++++ MATERIAL ++++

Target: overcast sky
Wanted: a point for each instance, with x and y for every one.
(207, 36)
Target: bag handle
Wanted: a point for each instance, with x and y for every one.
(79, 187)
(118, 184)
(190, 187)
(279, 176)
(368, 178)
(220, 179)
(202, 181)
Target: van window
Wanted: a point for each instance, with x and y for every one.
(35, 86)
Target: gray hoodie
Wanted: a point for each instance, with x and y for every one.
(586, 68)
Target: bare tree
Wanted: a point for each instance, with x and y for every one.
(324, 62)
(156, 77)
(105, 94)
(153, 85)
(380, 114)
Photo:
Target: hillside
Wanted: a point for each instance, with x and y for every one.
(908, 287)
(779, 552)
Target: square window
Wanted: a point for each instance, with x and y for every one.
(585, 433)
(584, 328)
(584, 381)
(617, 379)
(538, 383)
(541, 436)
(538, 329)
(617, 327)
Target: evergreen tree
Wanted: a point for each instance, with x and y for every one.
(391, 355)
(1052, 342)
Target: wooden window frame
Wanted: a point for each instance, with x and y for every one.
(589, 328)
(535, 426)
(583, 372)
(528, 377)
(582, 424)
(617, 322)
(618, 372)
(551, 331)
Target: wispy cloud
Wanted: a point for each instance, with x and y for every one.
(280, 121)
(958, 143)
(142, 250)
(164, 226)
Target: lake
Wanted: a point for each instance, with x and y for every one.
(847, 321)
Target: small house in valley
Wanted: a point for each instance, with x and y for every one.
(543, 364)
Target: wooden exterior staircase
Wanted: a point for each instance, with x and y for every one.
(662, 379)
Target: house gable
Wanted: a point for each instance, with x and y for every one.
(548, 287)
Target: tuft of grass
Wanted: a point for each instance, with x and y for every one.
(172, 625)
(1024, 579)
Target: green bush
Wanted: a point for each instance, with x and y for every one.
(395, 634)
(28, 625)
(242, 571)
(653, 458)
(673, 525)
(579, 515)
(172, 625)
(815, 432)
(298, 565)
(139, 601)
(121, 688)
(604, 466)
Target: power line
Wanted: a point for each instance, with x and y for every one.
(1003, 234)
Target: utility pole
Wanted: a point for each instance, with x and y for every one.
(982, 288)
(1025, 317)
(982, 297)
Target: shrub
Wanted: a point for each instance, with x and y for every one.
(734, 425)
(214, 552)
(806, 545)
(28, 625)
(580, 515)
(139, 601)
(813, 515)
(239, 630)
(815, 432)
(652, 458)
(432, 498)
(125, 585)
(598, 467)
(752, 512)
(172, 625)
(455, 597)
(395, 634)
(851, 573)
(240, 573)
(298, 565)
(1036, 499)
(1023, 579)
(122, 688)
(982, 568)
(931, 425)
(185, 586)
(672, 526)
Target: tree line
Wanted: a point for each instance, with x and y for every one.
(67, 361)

++++

YOUR INSTRUCTIONS:
Nothing outside the span should appear: transcribe the lines from the one containing "Target: evergreen tree" through the last line of the records.

TASK RESPONSE:
Target: evergreen tree
Wanted: a point for each instance, with x and y for every one.
(391, 355)
(1052, 342)
Target: wooden window frame
Wanted: a point for each instance, with x and y for every one.
(589, 328)
(535, 426)
(583, 372)
(528, 377)
(582, 424)
(617, 322)
(618, 372)
(551, 331)
Target: wispy cloud
Wanted: a point for each instance, with x and y for every one.
(280, 121)
(958, 143)
(142, 250)
(164, 226)
Target: lake
Wanted: a point for each instance, with x and y for every one.
(847, 321)
Target: small house in valley
Wanted: a point for each instance, with x and y for every one.
(543, 364)
Target: wooden exterior staircase
Wanted: a point for each instance, with x and y for every one.
(662, 379)
Target: house gable
Wanted: a point for each instance, with x and y for every one.
(548, 287)
Target: tuft of grass
Wanted: a point for each instance, with x and y for every one.
(172, 625)
(1024, 579)
Target: green bush
Wanted: a point for each instance, with x and y for every one.
(395, 634)
(28, 625)
(242, 571)
(653, 458)
(673, 525)
(579, 515)
(172, 625)
(815, 432)
(298, 565)
(139, 601)
(121, 688)
(604, 466)
Target: power line
Wanted: a point for each instance, with x and y for every one.
(1003, 234)
Target: utility pole
Wanted: a point for each instance, with x and y for every one.
(982, 288)
(1025, 317)
(982, 297)
Target: shrub
Wanted: a point for each instance, with x and y for every one.
(734, 425)
(214, 552)
(806, 545)
(28, 625)
(580, 515)
(139, 601)
(813, 515)
(239, 630)
(815, 432)
(652, 458)
(432, 498)
(125, 585)
(598, 467)
(752, 512)
(172, 625)
(455, 597)
(395, 634)
(851, 573)
(240, 573)
(298, 565)
(1036, 499)
(1023, 579)
(122, 688)
(982, 568)
(931, 425)
(185, 586)
(672, 526)
Target: tree line
Wanted: a point for each instance, with x and y for every one.
(67, 361)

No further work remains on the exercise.